Rewrite the rows below, changing every "dot" to "point" and leaving everything else the same.

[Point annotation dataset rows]
....
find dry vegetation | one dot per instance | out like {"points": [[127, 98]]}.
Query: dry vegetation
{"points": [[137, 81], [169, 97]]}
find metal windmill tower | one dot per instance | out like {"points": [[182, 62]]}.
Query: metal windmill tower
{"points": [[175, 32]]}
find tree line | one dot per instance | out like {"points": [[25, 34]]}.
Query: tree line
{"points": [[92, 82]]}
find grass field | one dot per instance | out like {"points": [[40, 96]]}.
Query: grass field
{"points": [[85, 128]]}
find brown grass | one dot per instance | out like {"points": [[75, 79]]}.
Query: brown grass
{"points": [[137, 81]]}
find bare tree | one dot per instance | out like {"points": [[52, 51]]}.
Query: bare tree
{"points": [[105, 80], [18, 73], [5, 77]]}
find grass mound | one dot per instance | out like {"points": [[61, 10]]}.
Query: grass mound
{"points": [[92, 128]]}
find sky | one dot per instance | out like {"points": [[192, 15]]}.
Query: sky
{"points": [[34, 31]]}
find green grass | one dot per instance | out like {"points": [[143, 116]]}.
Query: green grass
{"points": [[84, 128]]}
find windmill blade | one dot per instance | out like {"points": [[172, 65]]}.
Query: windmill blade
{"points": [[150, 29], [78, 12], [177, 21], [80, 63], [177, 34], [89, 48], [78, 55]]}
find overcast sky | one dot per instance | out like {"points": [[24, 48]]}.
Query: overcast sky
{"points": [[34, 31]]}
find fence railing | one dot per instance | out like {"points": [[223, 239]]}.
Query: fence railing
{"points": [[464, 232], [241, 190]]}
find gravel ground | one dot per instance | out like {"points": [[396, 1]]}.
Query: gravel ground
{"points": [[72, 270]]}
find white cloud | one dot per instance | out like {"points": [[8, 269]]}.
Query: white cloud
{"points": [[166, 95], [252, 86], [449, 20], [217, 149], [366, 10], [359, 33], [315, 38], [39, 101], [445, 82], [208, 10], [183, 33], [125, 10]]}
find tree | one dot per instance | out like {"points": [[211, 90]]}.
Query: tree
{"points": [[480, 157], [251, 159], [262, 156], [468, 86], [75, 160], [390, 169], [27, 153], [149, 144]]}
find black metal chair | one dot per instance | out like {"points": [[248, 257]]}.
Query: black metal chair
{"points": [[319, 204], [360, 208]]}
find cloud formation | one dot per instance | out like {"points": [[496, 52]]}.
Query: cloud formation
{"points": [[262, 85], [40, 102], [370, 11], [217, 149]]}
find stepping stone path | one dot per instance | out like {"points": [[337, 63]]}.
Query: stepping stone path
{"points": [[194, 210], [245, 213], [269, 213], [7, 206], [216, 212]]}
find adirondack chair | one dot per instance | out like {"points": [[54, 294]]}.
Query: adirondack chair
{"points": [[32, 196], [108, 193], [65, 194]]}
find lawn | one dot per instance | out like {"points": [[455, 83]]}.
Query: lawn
....
**Response below**
find dry vegetation | one point per instance | out like {"points": [[127, 98]]}.
Query: dry vegetation
{"points": [[137, 81], [169, 97]]}
find metal windmill tower | one point per instance | out like {"points": [[182, 62]]}.
Query: metal windmill tower
{"points": [[175, 32]]}
find tree line | one point per instance | out like {"points": [[25, 34]]}.
Query: tree line
{"points": [[92, 82]]}
find grass field | one point per instance | out like {"points": [[40, 96]]}.
Query: grass field
{"points": [[85, 128]]}
find brown grass | one point per instance | out like {"points": [[75, 79]]}.
Query: brown grass
{"points": [[137, 81]]}
find bare tree | one point per instance | out like {"points": [[52, 51]]}.
Query: bare tree
{"points": [[105, 80], [18, 73], [5, 77]]}
find grass mound | one point per instance | out like {"points": [[61, 10]]}.
Query: grass mound
{"points": [[92, 128]]}
find sky | one point per instance | out like {"points": [[192, 15]]}.
Query: sky
{"points": [[34, 31]]}
find green grass | one point per instance | out like {"points": [[143, 116]]}.
Query: green grass
{"points": [[84, 128]]}
find windmill blade | one point per instance | out like {"points": [[172, 65]]}.
Query: windmill blade
{"points": [[150, 29], [78, 12], [177, 21], [80, 63], [177, 34], [89, 48], [78, 55]]}
find overcast sky | one point per instance | out like {"points": [[24, 48]]}.
Query: overcast sky
{"points": [[34, 31]]}
find fence railing | one point per instance | out like {"points": [[223, 239]]}.
Query: fence railing
{"points": [[464, 232], [241, 190]]}
find gravel ground | one point per instance | out like {"points": [[396, 1]]}.
Query: gravel ground
{"points": [[72, 270]]}
find white cloud | one point per instance | out like {"points": [[8, 269]]}.
Query: white cloud
{"points": [[166, 95], [252, 86], [449, 20], [217, 149], [366, 10], [359, 33], [315, 38], [39, 101], [445, 82], [208, 10], [183, 33], [125, 10]]}
find tree | one point per instance | out like {"points": [[211, 90]]}.
Query: tree
{"points": [[480, 157], [251, 159], [262, 156], [468, 86], [75, 160], [390, 169], [27, 153], [149, 144]]}
find black metal chair | one point per instance | out like {"points": [[248, 257]]}.
Query: black metal chair
{"points": [[319, 204], [360, 208]]}
find cloud formation | one point per instance | out like {"points": [[496, 52]]}.
Query: cloud formation
{"points": [[262, 85], [40, 102], [370, 11], [217, 149]]}
find stepping stone path | one point per instance | out like {"points": [[337, 63]]}.
Query: stepping stone path
{"points": [[194, 210], [245, 213], [269, 213], [7, 206], [216, 212]]}
find adirondack chair | one point per instance | out like {"points": [[54, 294]]}.
Query: adirondack chair
{"points": [[32, 196], [108, 193], [65, 194]]}
find lawn | one point per instance | out like {"points": [[455, 83]]}.
Query: lawn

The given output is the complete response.